§ **Source text**:
Labor: You’ll get what you pay for

Payday! Who doesn’t get a good feeling knowing that a paycheck or direct deposit awaits them in an envelope or in the bank as a result of their work?
I cut paychecks for our dairy’s part-time employees every other Thursday night. And on that Thursday night for about two years, one employee would tell my husband, “Hey Bossman, (her choice of terms, not his), don’t forget to take the time sheets up to the house, tomorrow’s payday!” Enthusiastic but annoying.
Satisfaction. Surveys of factors influencing job satisfaction frequently place level of pay somewhere below No. 1.
Other factors such as responsibility, opportunity for advancement and flexibility might place higher, but wages must be sufficient and competitive.
So what wages are paid in the agriculture industry, and dairy in particular? One source of information is a NASS-USDA survey of farm labor conducted twice each year.

§ **Material for this task**:
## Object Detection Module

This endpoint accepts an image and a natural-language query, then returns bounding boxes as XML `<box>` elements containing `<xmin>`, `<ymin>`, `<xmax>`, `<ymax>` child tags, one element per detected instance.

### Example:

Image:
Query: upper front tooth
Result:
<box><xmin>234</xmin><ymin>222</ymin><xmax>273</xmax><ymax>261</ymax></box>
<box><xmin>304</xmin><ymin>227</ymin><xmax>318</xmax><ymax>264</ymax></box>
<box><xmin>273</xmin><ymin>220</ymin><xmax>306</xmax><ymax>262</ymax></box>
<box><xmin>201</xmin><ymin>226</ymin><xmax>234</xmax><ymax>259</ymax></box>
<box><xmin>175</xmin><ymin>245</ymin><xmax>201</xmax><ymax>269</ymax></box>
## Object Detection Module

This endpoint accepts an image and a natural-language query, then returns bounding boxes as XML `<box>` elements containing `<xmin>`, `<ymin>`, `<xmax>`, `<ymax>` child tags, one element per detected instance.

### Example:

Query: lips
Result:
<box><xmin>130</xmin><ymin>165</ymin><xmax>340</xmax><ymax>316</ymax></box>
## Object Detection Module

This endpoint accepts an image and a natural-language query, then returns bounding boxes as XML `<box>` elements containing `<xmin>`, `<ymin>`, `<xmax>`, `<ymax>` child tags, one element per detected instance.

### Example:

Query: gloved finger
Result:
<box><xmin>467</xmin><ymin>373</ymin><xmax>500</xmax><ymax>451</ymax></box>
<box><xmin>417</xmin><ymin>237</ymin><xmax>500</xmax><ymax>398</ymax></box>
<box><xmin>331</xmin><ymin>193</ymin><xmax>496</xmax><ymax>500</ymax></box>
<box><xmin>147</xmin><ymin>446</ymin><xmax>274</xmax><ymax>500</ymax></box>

§ **The tasks**:
a) According to the farm labor article, how often is the NASS-USDA survey of farm labor conducted?
b) Starting at the beginning of the entries and ending at the line that contains "Query: upper front tooth", rewrite those lines with "endpoint" swapped for "service", leaving everything else as it is and returning only those lines.
The farm labor article and the entries were taken from unrelated sources.

§ **Full solutions**:
a) Twice each year.

b)
## Object Detection Module

This service accepts an image and a natural-language query, then returns bounding boxes as XML `<box>` elements containing `<xmin>`, `<ymin>`, `<xmax>`, `<ymax>` child tags, one element per detected instance.

### Example:

Image:
Query: upper front tooth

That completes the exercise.